ACTIVITY
Copy out the records below exactly as they appear.

(Referring expression data)
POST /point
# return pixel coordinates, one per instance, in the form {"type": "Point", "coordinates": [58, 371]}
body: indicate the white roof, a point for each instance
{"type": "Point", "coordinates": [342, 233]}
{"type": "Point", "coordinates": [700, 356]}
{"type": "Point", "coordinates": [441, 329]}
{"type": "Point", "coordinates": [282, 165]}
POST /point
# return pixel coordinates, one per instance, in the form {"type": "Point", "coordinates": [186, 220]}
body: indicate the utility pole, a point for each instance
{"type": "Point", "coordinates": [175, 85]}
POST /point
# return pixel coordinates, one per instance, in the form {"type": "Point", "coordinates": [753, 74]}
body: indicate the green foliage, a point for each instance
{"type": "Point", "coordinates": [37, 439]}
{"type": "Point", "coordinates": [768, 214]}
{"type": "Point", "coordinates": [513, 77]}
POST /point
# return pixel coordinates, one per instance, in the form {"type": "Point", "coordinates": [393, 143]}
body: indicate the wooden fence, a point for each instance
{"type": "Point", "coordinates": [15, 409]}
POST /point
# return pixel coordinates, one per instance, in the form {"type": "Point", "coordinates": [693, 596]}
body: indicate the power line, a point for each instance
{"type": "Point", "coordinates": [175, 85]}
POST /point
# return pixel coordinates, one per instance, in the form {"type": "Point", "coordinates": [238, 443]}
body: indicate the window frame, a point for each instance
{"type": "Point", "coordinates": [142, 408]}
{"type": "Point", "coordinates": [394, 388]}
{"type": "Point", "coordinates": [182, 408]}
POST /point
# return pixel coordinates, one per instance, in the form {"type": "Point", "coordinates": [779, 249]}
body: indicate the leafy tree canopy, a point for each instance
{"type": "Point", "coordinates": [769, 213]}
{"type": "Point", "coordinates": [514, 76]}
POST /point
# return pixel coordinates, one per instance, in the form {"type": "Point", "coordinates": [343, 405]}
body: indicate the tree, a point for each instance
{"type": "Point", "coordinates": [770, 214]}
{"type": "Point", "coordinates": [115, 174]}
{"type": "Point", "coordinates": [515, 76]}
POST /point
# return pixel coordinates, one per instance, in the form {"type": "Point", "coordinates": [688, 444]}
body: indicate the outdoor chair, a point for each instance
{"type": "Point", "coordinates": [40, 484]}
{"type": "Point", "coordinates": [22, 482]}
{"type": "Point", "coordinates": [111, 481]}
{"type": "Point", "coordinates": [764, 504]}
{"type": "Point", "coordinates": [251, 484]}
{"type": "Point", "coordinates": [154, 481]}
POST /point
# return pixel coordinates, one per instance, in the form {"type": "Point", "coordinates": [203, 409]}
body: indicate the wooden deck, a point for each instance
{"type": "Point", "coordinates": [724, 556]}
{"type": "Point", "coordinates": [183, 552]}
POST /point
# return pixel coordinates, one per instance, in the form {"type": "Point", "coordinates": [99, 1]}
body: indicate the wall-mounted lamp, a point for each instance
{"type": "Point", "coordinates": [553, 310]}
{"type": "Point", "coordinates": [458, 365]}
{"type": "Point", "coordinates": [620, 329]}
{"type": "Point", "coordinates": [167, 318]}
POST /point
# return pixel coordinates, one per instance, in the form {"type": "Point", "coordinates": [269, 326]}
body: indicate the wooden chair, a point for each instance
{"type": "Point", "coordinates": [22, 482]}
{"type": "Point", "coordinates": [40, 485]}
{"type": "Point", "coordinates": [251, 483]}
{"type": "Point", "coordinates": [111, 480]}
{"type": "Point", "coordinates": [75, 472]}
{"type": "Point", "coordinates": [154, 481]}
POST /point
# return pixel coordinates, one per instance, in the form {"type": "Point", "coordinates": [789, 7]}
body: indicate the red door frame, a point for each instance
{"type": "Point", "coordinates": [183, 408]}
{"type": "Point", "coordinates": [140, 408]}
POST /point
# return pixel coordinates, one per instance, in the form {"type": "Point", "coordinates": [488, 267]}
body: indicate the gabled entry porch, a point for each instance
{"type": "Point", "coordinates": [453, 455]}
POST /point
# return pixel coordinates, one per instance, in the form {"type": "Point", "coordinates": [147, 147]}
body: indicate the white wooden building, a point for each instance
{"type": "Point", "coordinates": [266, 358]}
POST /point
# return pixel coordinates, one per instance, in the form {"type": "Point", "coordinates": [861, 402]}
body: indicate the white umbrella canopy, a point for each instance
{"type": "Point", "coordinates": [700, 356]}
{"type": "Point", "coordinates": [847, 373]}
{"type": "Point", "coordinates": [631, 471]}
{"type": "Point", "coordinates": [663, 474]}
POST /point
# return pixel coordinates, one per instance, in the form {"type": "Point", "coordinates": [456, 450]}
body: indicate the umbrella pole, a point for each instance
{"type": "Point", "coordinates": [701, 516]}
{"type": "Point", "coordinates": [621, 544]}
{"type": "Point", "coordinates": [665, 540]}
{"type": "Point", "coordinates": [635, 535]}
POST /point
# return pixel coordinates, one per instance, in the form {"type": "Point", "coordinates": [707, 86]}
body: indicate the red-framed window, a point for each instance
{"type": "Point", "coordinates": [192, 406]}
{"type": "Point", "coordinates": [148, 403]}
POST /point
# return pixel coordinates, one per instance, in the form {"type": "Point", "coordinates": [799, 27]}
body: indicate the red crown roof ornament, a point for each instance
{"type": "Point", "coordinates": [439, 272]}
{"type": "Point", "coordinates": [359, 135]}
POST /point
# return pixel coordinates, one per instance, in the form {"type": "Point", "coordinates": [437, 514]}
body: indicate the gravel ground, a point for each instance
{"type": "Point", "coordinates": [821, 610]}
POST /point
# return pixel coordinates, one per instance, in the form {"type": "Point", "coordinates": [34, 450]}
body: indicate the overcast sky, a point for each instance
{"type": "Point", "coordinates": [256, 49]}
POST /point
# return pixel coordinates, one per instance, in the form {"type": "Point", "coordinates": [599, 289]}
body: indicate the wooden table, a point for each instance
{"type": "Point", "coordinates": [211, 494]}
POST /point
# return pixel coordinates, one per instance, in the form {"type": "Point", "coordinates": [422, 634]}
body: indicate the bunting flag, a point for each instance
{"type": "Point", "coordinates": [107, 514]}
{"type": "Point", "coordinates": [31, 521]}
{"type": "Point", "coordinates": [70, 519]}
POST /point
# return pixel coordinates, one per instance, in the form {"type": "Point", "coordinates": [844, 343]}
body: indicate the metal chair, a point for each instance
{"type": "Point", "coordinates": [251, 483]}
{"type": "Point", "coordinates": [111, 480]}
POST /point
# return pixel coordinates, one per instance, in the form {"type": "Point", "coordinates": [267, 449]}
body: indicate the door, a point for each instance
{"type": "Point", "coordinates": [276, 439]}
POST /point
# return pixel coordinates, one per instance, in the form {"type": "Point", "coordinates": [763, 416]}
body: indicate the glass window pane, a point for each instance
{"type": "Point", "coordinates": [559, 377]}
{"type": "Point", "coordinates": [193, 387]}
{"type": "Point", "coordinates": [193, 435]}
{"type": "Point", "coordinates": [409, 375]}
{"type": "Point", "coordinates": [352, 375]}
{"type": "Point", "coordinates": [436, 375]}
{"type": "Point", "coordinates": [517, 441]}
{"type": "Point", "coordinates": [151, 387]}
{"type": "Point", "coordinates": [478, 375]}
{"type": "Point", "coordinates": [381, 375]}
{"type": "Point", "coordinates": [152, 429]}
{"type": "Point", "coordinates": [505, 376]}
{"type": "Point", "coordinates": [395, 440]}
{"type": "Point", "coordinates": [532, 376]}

TASK OUTPUT
POST /point
# return pixel coordinates, one per instance, in the form {"type": "Point", "coordinates": [58, 371]}
body: indicate the white roof, a point for each instance
{"type": "Point", "coordinates": [342, 233]}
{"type": "Point", "coordinates": [700, 356]}
{"type": "Point", "coordinates": [441, 329]}
{"type": "Point", "coordinates": [282, 165]}
POST /point
# return pixel coordinates, one per instance, in the form {"type": "Point", "coordinates": [186, 220]}
body: indicate the utility pole, a point for each instance
{"type": "Point", "coordinates": [175, 85]}
POST /point
# return pixel coordinates, one per instance, in the form {"type": "Point", "coordinates": [753, 74]}
body: indicate the green foliage, a point for each instance
{"type": "Point", "coordinates": [37, 439]}
{"type": "Point", "coordinates": [768, 214]}
{"type": "Point", "coordinates": [513, 77]}
POST /point
# return pixel coordinates, one per instance, in the form {"type": "Point", "coordinates": [393, 143]}
body: indicate the wooden fence, a point for each instance
{"type": "Point", "coordinates": [15, 409]}
POST /point
# return pixel coordinates, one per instance, in the form {"type": "Point", "coordinates": [693, 596]}
body: indicate the power line, a point for each instance
{"type": "Point", "coordinates": [175, 85]}
POST /point
# return pixel coordinates, one per instance, in the form {"type": "Point", "coordinates": [238, 443]}
body: indicate the window frame, a point for each instance
{"type": "Point", "coordinates": [142, 408]}
{"type": "Point", "coordinates": [394, 388]}
{"type": "Point", "coordinates": [182, 408]}
POST /point
# return pixel coordinates, one per instance, in the form {"type": "Point", "coordinates": [779, 249]}
body: indicate the leafy tree canopy, a point for each instance
{"type": "Point", "coordinates": [769, 213]}
{"type": "Point", "coordinates": [514, 76]}
POST /point
# return pixel coordinates, one per instance, in the form {"type": "Point", "coordinates": [343, 405]}
body: indicate the tree, a point for each instance
{"type": "Point", "coordinates": [770, 214]}
{"type": "Point", "coordinates": [115, 174]}
{"type": "Point", "coordinates": [515, 76]}
POST /point
# return pixel coordinates, one per instance, in the form {"type": "Point", "coordinates": [688, 444]}
body: indicate the outdoor chair, a point for each instance
{"type": "Point", "coordinates": [40, 484]}
{"type": "Point", "coordinates": [22, 482]}
{"type": "Point", "coordinates": [111, 481]}
{"type": "Point", "coordinates": [764, 504]}
{"type": "Point", "coordinates": [251, 484]}
{"type": "Point", "coordinates": [154, 481]}
POST /point
# return pixel coordinates, one per instance, in the form {"type": "Point", "coordinates": [203, 409]}
body: indicate the wooden deck, a point for each instance
{"type": "Point", "coordinates": [724, 556]}
{"type": "Point", "coordinates": [183, 552]}
POST /point
# return pixel coordinates, one per instance, in the form {"type": "Point", "coordinates": [99, 1]}
body: indicate the wall-mounted lamp, a point for each instance
{"type": "Point", "coordinates": [553, 310]}
{"type": "Point", "coordinates": [458, 365]}
{"type": "Point", "coordinates": [620, 329]}
{"type": "Point", "coordinates": [167, 318]}
POST /point
# return pixel coordinates, one per instance, in the form {"type": "Point", "coordinates": [269, 326]}
body: indicate the wooden chair, a point for each instance
{"type": "Point", "coordinates": [22, 482]}
{"type": "Point", "coordinates": [40, 485]}
{"type": "Point", "coordinates": [251, 483]}
{"type": "Point", "coordinates": [111, 480]}
{"type": "Point", "coordinates": [75, 472]}
{"type": "Point", "coordinates": [154, 481]}
POST /point
# return pixel coordinates, one per instance, in the form {"type": "Point", "coordinates": [789, 7]}
body: indicate the red door frame, a point for each instance
{"type": "Point", "coordinates": [183, 408]}
{"type": "Point", "coordinates": [140, 408]}
POST /point
# return pixel coordinates, one per instance, in the form {"type": "Point", "coordinates": [488, 267]}
body: indicate the gabled entry porch, a point for each instance
{"type": "Point", "coordinates": [453, 455]}
POST /point
# return pixel coordinates, one per instance, in the form {"type": "Point", "coordinates": [147, 147]}
body: indicate the white wooden building, a point for each instance
{"type": "Point", "coordinates": [266, 358]}
POST /point
# return pixel coordinates, one per instance, in the form {"type": "Point", "coordinates": [861, 402]}
body: indicate the white umbrella canopy, a point for each instance
{"type": "Point", "coordinates": [700, 356]}
{"type": "Point", "coordinates": [847, 373]}
{"type": "Point", "coordinates": [631, 471]}
{"type": "Point", "coordinates": [663, 474]}
POST /point
# return pixel coordinates, one per instance, in the form {"type": "Point", "coordinates": [456, 450]}
body: indicate the umbrella pole, a point for each instance
{"type": "Point", "coordinates": [701, 516]}
{"type": "Point", "coordinates": [621, 544]}
{"type": "Point", "coordinates": [665, 540]}
{"type": "Point", "coordinates": [635, 535]}
POST /point
# return pixel coordinates, one per instance, in the form {"type": "Point", "coordinates": [707, 86]}
body: indicate the red-framed window, a point for each instance
{"type": "Point", "coordinates": [192, 406]}
{"type": "Point", "coordinates": [148, 403]}
POST /point
# return pixel coordinates, one per instance, in the form {"type": "Point", "coordinates": [799, 27]}
body: indicate the red crown roof ornament, a point for each instance
{"type": "Point", "coordinates": [439, 272]}
{"type": "Point", "coordinates": [359, 135]}
POST /point
# return pixel coordinates, one per instance, in the form {"type": "Point", "coordinates": [437, 514]}
body: indicate the gravel ground, a point for each instance
{"type": "Point", "coordinates": [821, 610]}
POST /point
# return pixel coordinates, one per instance, in the form {"type": "Point", "coordinates": [34, 450]}
body: indicate the overcast sky, a point for each instance
{"type": "Point", "coordinates": [256, 49]}
POST /point
# return pixel coordinates, one per instance, in the form {"type": "Point", "coordinates": [599, 289]}
body: indicate the wooden table, a point for each instance
{"type": "Point", "coordinates": [211, 494]}
POST /point
# return pixel coordinates, one per instance, in the form {"type": "Point", "coordinates": [422, 634]}
body: indicate the bunting flag, a point for each instance
{"type": "Point", "coordinates": [107, 514]}
{"type": "Point", "coordinates": [31, 521]}
{"type": "Point", "coordinates": [70, 519]}
POST /point
# return pixel coordinates, one per instance, in the form {"type": "Point", "coordinates": [844, 343]}
body: indicate the metal chair, a point for each instance
{"type": "Point", "coordinates": [251, 483]}
{"type": "Point", "coordinates": [111, 480]}
POST /point
# return pixel coordinates, one per instance, in the form {"type": "Point", "coordinates": [267, 449]}
body: indicate the door, a point for each instance
{"type": "Point", "coordinates": [276, 439]}
POST /point
# return pixel coordinates, one per instance, in the form {"type": "Point", "coordinates": [763, 416]}
body: indicate the glass window pane, a point for each instance
{"type": "Point", "coordinates": [559, 377]}
{"type": "Point", "coordinates": [193, 387]}
{"type": "Point", "coordinates": [193, 435]}
{"type": "Point", "coordinates": [409, 375]}
{"type": "Point", "coordinates": [352, 375]}
{"type": "Point", "coordinates": [436, 375]}
{"type": "Point", "coordinates": [517, 441]}
{"type": "Point", "coordinates": [151, 387]}
{"type": "Point", "coordinates": [478, 375]}
{"type": "Point", "coordinates": [381, 375]}
{"type": "Point", "coordinates": [152, 429]}
{"type": "Point", "coordinates": [505, 376]}
{"type": "Point", "coordinates": [395, 440]}
{"type": "Point", "coordinates": [532, 376]}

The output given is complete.